→ **Problem to work on**
Are you able to retype all the records below exactly?

— START Recorded information —

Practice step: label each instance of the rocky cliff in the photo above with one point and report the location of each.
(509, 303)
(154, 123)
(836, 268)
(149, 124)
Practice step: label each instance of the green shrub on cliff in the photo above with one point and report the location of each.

— END Recorded information —

→ **Output of the exercise**
Practice step: label each instance of the rocky cliff in the photo above with one point and report the location of each.
(509, 303)
(154, 123)
(836, 268)
(149, 124)
Practice step: label each instance of the green shrub on cliff in the photo above with one point and report the location of each.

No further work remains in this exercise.